» DIRECTION
Pick up the forum thread on changing date fields in CR2 and NEF raw files and continue it from the point where it stops.

» SUPPLIED TEXT
===

# Changing capture time and other date fields in CR2 and NEF Raw Files



## Sgt_Strider (Feb 17, 2010)

Hi,

In a recent vacation, I set my camera to UTC time to make life easier later down the road if I want to geotag. I did that and now I find myself in a situation where I need to change the capture time and other date fields in the CR2 and NEF files that I got. The problem is that I'm not sure which is the best tool to do this. I've been asking a lot of questions lately, but I'm still not convinced the method is the right one to go. I'm mainly afraid of corrupting the files that I got.

One of the tools that I was told to use is ExifTool. I've contacted the programmer, Phil Harvey, and he was very helpful, but he can't provide any guarantees that his tool will not corrupt the RAW files that I have. Because I have literally thousands of photos, he told me to use the following command line to change the dates (directory will be different obviously)



> exiftool -overwrite_original -alldates-=1 -ext nef c:\images



Has anyone here used ExifTool to change the date fields in CR2 and NEF files before? Any comments on the reliability of the program? How many date fields are there in CR2 and NEF files? I got the impression from Phil that CR2 and NEF files have the exact 3 date fields. I need to change it all to as if I set the date and time correctly in the first place. Does anyone here understand exactly what I want to do?

I realize that LR2 can change the capture dates, but I'm currently in the middle of organizing my files. My goal is to fix the date problems of the CR2 and NEF files, then convert and embed the originals to DNGs, before I catalog them with LR2. One last thing and that is I don't want to create any XMP sidecar files! I can't stress that enough. I'm sure the whole XMP sidecar pros and cons have been debated to death and I don't want to get into it. One of the reasons why I want to go down the road of using DNS is because I don't have to deal with sidecar files. *I want to permanately change the date fields of my RAW files in a standard compliant way without corrupting the Raw files*. What this ultimately means is that regardless of which program I use, the correct time and date will be displayed. I hope everyone here understands the point of my post and help me resolve my problem. Thx!


----------



## Kiwigeoff (Feb 17, 2010)

I've only used LR to adjust capture dates when I forgot to change for daylight saving. No corrupt files here!


----------



## Sgt_Strider (Feb 17, 2010)

[quote author=Kiwigeoff link=topic=9197.msg61941#msg61941 date=1266397878]
I've only used LR to adjust capture dates when I forgot to change for daylight saving. No corrupt files here!
[/quote]

It's not that. I guess I wasn't clear in the OP since you didn't gave me the response that I wanted. The thing is that my files are not quite organized right now. With LR2, I'll need to import the photo and if I later move the file to another directory, I'll need to locate the file for LR2. I want to sort all of this before I import any photos into LR2.

At the same time, I heard that LR2 can't change all of the "date fields" within the EXIF. Is that true? As far as I know, there is more than just the "capture date".

===

» Rows from a box-labeling dataset
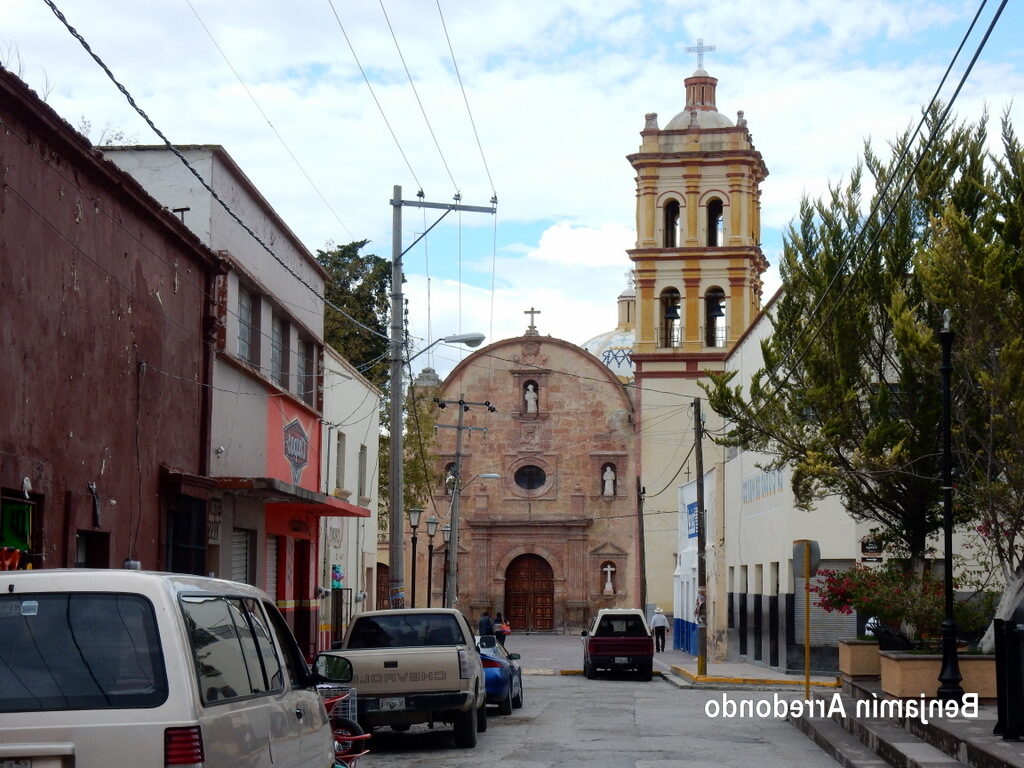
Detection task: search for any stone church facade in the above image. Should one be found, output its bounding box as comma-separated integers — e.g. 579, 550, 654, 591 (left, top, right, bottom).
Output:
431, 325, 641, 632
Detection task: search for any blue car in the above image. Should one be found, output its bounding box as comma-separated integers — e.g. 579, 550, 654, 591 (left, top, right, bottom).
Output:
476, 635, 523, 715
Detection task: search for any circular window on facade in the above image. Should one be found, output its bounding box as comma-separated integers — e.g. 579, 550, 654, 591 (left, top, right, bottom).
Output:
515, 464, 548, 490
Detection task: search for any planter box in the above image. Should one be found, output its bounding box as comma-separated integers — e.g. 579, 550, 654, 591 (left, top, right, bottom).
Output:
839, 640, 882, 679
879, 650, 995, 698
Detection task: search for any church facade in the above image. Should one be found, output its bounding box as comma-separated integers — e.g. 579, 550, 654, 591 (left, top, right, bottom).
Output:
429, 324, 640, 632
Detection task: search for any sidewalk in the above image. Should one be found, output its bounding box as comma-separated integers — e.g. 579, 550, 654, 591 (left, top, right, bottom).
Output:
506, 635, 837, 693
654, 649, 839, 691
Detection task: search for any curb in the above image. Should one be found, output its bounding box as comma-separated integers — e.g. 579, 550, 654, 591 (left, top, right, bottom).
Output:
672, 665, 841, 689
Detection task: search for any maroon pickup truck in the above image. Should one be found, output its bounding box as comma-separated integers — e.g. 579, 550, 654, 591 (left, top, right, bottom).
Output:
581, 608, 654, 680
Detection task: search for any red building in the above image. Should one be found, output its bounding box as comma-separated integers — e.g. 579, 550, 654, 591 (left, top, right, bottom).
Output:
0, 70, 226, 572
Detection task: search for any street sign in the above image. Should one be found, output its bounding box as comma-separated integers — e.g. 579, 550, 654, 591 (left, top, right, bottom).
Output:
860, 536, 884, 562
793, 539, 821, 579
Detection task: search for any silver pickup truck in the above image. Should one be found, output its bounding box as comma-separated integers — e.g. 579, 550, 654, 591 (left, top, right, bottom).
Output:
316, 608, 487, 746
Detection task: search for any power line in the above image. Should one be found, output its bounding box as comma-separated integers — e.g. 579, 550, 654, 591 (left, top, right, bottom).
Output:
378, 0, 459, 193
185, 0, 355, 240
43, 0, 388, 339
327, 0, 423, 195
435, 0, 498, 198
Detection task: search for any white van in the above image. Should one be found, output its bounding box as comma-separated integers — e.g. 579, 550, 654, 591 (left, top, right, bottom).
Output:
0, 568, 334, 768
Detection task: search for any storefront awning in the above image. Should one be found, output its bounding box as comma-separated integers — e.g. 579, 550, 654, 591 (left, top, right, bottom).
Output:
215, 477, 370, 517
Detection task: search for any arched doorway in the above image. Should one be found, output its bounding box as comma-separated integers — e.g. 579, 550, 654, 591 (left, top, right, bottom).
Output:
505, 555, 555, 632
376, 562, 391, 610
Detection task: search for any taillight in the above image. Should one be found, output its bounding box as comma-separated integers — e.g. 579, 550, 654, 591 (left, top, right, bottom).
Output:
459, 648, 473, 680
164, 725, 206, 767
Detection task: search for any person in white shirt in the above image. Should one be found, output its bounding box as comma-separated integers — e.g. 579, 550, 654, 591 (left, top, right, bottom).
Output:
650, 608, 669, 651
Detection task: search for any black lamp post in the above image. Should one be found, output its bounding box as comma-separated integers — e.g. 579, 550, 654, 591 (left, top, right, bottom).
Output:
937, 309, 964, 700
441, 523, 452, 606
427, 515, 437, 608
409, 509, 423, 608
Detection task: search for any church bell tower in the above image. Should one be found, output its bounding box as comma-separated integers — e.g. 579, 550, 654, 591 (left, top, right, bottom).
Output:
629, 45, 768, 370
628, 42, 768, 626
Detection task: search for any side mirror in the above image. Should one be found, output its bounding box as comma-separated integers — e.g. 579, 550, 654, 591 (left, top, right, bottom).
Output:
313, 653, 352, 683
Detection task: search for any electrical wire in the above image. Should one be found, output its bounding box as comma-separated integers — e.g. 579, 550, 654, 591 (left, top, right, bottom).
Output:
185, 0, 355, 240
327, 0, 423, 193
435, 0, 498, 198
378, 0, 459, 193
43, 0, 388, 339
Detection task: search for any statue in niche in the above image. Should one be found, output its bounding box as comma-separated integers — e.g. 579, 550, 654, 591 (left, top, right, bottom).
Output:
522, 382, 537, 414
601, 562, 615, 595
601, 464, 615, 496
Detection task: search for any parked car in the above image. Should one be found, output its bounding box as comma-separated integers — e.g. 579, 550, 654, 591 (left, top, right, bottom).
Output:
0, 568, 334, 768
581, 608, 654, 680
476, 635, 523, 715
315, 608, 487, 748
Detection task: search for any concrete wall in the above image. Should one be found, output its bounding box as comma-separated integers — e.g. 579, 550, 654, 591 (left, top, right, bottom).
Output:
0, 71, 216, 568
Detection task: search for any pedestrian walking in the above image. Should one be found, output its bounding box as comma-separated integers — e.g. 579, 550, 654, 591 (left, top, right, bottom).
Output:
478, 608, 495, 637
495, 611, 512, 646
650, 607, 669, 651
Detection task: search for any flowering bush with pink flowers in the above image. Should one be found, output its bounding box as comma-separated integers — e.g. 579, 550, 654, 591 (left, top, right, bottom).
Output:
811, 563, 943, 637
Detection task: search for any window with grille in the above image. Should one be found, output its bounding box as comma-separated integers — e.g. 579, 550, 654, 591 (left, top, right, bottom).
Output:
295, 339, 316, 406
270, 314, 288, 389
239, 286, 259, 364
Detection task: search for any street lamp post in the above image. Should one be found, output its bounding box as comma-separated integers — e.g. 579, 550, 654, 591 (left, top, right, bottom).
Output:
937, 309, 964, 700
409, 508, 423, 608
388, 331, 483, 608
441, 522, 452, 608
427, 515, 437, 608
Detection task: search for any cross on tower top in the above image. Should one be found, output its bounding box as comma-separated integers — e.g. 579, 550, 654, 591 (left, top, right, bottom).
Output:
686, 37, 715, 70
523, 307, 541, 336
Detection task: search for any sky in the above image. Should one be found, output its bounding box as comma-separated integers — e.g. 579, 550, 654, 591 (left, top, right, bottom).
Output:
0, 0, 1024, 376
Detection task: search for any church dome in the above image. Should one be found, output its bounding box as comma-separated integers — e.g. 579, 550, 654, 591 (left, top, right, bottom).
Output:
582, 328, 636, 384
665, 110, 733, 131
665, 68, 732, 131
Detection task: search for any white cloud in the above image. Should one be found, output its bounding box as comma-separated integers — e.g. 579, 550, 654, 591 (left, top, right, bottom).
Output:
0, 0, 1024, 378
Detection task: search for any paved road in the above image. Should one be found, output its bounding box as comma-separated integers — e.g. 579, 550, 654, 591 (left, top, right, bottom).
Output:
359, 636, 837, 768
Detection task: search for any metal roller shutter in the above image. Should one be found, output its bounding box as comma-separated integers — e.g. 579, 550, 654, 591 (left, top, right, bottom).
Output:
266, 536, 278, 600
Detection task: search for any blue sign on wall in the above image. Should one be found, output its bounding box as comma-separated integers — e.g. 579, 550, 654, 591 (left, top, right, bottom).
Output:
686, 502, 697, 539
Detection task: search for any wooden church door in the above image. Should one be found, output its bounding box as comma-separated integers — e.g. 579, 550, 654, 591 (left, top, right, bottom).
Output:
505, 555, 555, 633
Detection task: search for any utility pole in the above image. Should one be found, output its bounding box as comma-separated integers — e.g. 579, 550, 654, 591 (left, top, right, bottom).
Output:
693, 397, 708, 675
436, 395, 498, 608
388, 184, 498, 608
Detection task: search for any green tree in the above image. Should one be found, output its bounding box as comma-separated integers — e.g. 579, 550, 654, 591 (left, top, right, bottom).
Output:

===

» OUTPUT
----------



## samdring (Feb 17, 2010)

Firm advocate of exiftoolgui. 'Tis a front end to Phil Harvey's exiftool. Worth trying on a couple of images. Screen dump of the exif edit area:







DTO and Create Date will alter exif dates but not xmp date time digitised.


----------



## Sgt_Strider (Feb 17, 2010)

Samdring,

I'm not sure if I understand you in regards to DTO and CD. What do you mean by exif dates will change, but not xmp date time digitized? I'm kind of confused on the matter.


----------



## samdring (Feb 17, 2010)

I can only speak for Canon CR2 but:

If the raw files are untouched then you will only have 2 dates to be concerned with viz Date Time Original and Create Date. Both these dates are held in Exif and can be batch adjusted by exiftoolgui.

But if, say, you have already used downloading software and have populated something like gps or location (City, Country etc) then that software will have opened an xmp block and created Date Time Digitised from DTO/CreateDate. ExiftoolGui will not alter such xmp block dates.

If you are worried about changing dates (and I don't think you should be) why not get hold of exiftoolgui (it's free) and then convert a few dozen or so of your raws to dng to try it all out?


----------



## Sgt_Strider (Feb 17, 2010)

[quote author=samdring link=topic=9197.msg61949#msg61949 date=126641646']
I can only speak for Canon CR2 but:

If the raw files are untouched then you will only have 2 dates to be concerned with viz Date Time Original and Create Date. Both these dates are held in Exif and can be batch adjusted by exiftoolgui.

But if, say, you have already used downloading software and have populated something like gps or location (City, Country etc) then that software will have opened an xmp block and created Date Time Digitised from DTO/CreateDate. ExiftoolGui will not alter such xmp block dates.

If you are worried about changing dates (and I don't think you should be) why not get hold of exiftoolgui (it's free) and then convert a few dozen or so of your raws to dng to try it all out?
[/quote]

How sure are you that ExifTool will not alter such XMP block dates? The RAW files are untouched at the moment. I haven't touched them since downloading it from my memory card.

I'm afraid of doing this because I'm don't know enough about this. I'm always afraid of doing it and not forseeing potential consequences down the line. This is why I was hoping people with greater understanding of the CR2 and NEF files will be able to guide me down the proper path to get this done.


----------



## samdring (Feb 18, 2010)

> How sure are you that ExifTool will not alter such XMP block dates? The RAW files are untouched at the moment



Well I'm sure but if the raw files are untouched as you say then you have NO xmp block to worry about.
Incidentally, LR alters ALL dates i.e. DTO, DTD, CreateDate


----------



## Denis Pagé (Feb 18, 2010)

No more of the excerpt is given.